- **TEXT PASSAGE**:
-- BEGIN --
Let’s see; what do I have to say music-wise…
Well, I played bass for a local (Dunedin, New Zealand) band called Utopia from about 1993–1997. Eventually we produced a 46-minute CD, of which only about 5 copies were ever made, so don’t expect to find it in stores! However, I do have an inclination to make copies of the songs available from this site in MP3 form, but I'd better consult with the other guys from the band first.
I also did a brief bass-playing stint for Smile, another Dunedin band, in mid-1998, and again in mid-1999. Smile have a cool new CD out entitled “Fear of Flying”, and another one in the pipeline already! I also helped build Smile’s Website.
These days I tend to play more guitar than bass, and I’ve been doing a bit of multitrack recording over the last few years, initially on my Amiga and more recently on my primary PC. You can download some bits and pieces of these, a mixture of original material and some slightly wry cover versions, encoded for your convenience as MP3 files.
If you’re interested, here’s a photo of the main music hardware I use. The guitar is a Cort Performer Series electric with a Roland GK-2A hexaphonic pickup that feeds into a Roland VG-8 unit (the big black “Stealth Bomber” deal on the right). The guitar’s conventional monophonic output goes into a Zoom 9002 effects processor (resting atop the VG-8), and both the VG-8 and the 9002 send their outputs into a Behringer Eurorack MX802A mixer (the silver box on the left of the VG-8), which finally feeds into the sound card in the PC. I run the two effects units in parallel like this because the 9002 nicely fleshes out the VG-8 sound for those high-gain distortion occasions.
Also possibly of interest: in February 2001 I got selected to play bass for “Southern Beatle” Neil Finn, at the Dunedin stage of his nationwide University orientation tour, which was extremely cool. I have a photo of the event taken by a photographer for the local newspaper, but it’s a copyrighted work and I would need permission to distribute it on this Website—hassle me if you’re interested.
Of course, I enjoy listening to music as well. My fave artists include:
No, not Oasis.
-- END --
- **SUPPLIED DATA**:
-- BEGIN --
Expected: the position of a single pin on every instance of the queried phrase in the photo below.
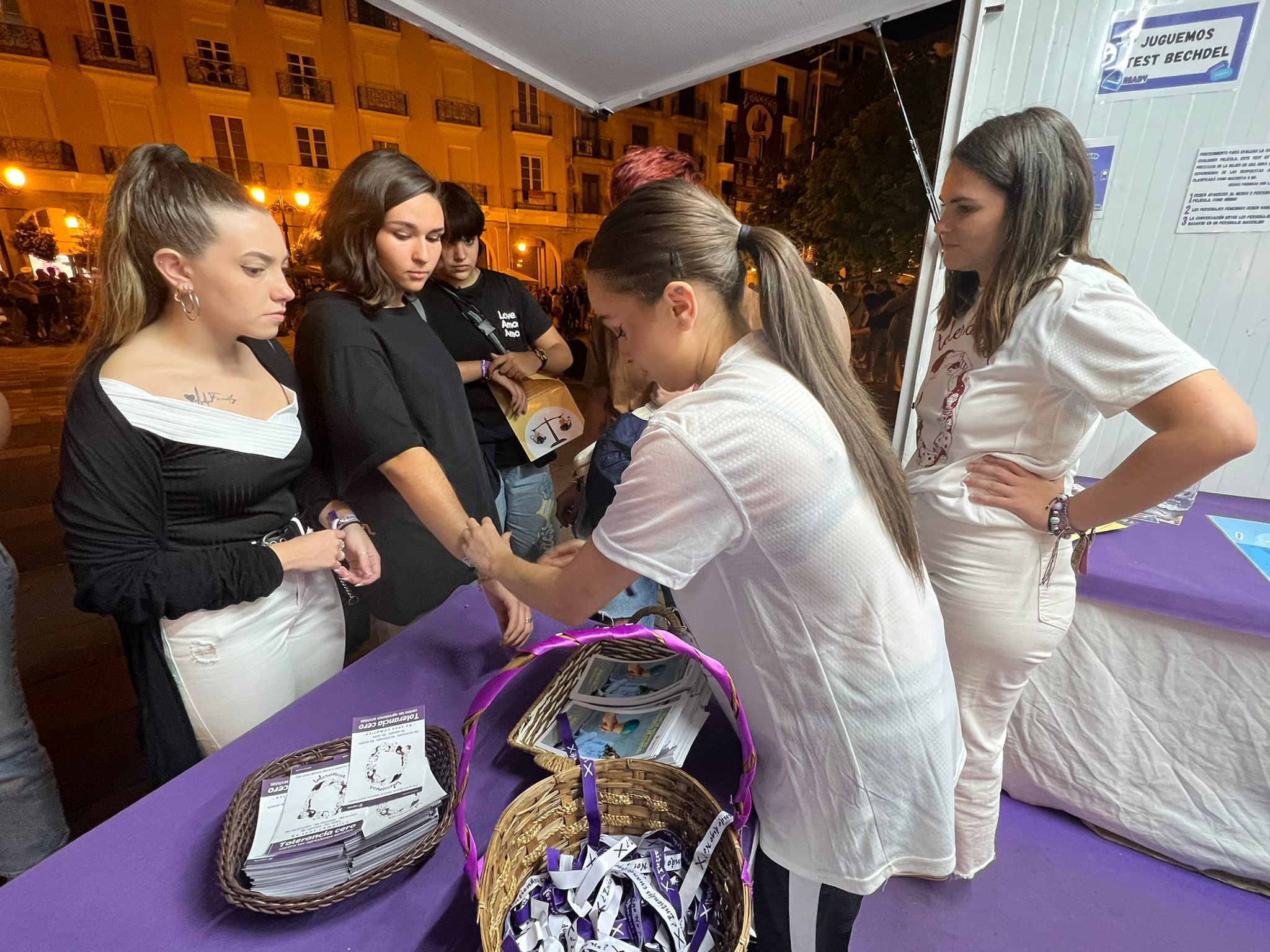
-- END --
According to the music page, which band did the writer play bass for from about 1993 to 1997? The material is not needed for this.

- **RESULT**:
Utopia, a local band from Dunedin, New Zealand.